* Given instruction: All of the data should be output character for character, except the pictures.

(Dataset records)
▬▬▬▬▬▬
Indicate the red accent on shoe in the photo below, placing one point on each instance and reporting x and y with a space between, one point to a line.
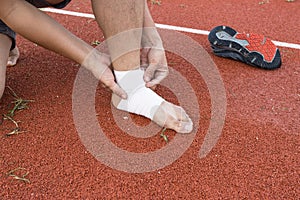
260 44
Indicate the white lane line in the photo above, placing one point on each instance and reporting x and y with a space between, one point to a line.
162 26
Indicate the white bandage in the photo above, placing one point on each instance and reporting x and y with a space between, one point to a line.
141 100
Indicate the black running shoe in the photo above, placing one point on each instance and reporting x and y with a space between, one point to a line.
253 49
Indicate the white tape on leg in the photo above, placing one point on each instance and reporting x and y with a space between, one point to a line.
141 100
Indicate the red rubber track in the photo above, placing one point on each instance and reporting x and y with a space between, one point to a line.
257 156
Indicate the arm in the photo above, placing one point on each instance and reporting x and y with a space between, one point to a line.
153 56
38 27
▬▬▬▬▬▬
* Written solution:
Indicate the red accent on shoe in the photo below, placing one point on each instance and reporting x and y with a space between, one point to a line.
260 44
Indicate the white lane line in the photo above, placing one point on each instance and reporting x and y with a space between, one point to a line.
162 26
Indicate the white bandage in the photo above, placing one point on each instance and reporting x and y with a space between, one point to a line.
141 100
Indicate the black running shoe in the photo above, placing one point on each instance and reporting x and y with a space between, one point to a line.
253 49
Indicate the white tape on leg in the photo above, placing one point on each instance and reporting x and y with a space between, one point to a line.
141 100
Indicate the red rubber track in the photo above, placing one point on each instance and reporting x and y with a space between, one point to a line.
257 156
Indicate the arm in the photo above, placing one point on each instance and reporting x and y with a space between, one point to a line.
153 56
38 27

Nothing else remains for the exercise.